▸ **Written request**
Print the lines below verbatim, one after another, with nothing changed.

▸ **Records provided**
^^^^

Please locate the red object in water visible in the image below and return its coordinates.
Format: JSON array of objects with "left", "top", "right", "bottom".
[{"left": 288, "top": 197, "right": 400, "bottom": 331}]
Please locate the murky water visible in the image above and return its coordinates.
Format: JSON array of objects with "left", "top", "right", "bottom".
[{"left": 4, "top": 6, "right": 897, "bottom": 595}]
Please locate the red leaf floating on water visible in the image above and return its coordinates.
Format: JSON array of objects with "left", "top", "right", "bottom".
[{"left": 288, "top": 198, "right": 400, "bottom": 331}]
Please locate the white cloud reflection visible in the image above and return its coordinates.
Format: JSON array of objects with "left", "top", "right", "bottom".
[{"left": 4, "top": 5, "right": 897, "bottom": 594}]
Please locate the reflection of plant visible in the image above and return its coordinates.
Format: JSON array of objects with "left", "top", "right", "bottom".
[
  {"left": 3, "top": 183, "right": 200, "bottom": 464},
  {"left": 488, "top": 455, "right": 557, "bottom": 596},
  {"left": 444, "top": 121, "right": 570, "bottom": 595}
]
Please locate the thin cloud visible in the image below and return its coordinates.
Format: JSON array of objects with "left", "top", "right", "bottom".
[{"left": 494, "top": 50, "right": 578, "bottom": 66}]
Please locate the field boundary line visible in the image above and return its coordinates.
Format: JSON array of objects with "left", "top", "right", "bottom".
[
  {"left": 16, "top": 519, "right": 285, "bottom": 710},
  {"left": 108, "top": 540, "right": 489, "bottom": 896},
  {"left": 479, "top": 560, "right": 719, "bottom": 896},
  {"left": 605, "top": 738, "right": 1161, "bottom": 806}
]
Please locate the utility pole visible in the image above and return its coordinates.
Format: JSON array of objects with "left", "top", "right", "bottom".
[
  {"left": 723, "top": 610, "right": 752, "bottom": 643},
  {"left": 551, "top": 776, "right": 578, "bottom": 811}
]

^^^^

▸ **Solution for this task**
Please locate the red object in water visible in the image below and return its coordinates.
Format: JSON array of objects with "left", "top", "right", "bottom".
[{"left": 288, "top": 197, "right": 400, "bottom": 331}]
Please locate the murky water visible in the image above and return its coordinates.
Format: JSON array of objects with "left", "top", "right", "bottom".
[{"left": 4, "top": 6, "right": 897, "bottom": 595}]
Please locate the red leaf floating on water visible in the image above and return its coordinates.
Format: JSON array of objects with "left", "top", "right", "bottom".
[{"left": 288, "top": 198, "right": 400, "bottom": 331}]
Please locate the white cloud reflection visible in the image above and return its coordinates.
Format: JSON array of objects with "left", "top", "right", "bottom".
[{"left": 4, "top": 5, "right": 897, "bottom": 594}]
Please locate the reflection of plant visible in the image above and return its coordinates.
Format: JSON array of objects with "left", "top", "right", "bottom".
[
  {"left": 3, "top": 183, "right": 200, "bottom": 464},
  {"left": 488, "top": 455, "right": 557, "bottom": 596},
  {"left": 444, "top": 121, "right": 570, "bottom": 595}
]
Please locate the thin cloud visible in the image below and return its coordinates.
Format: JSON array of objects with "left", "top", "right", "bottom".
[{"left": 494, "top": 50, "right": 578, "bottom": 66}]
Please locate the field boundary line visible in the image above and return its coordinates.
Format: JSON array of objects with "left", "top", "right", "bottom".
[
  {"left": 16, "top": 519, "right": 285, "bottom": 710},
  {"left": 108, "top": 540, "right": 489, "bottom": 896},
  {"left": 479, "top": 560, "right": 719, "bottom": 896},
  {"left": 605, "top": 738, "right": 1161, "bottom": 806}
]
Please locate the utility pole visible in the image above and return its coordinates.
Format: JSON array of objects with "left", "top", "right", "bottom".
[
  {"left": 723, "top": 610, "right": 752, "bottom": 643},
  {"left": 551, "top": 776, "right": 578, "bottom": 811}
]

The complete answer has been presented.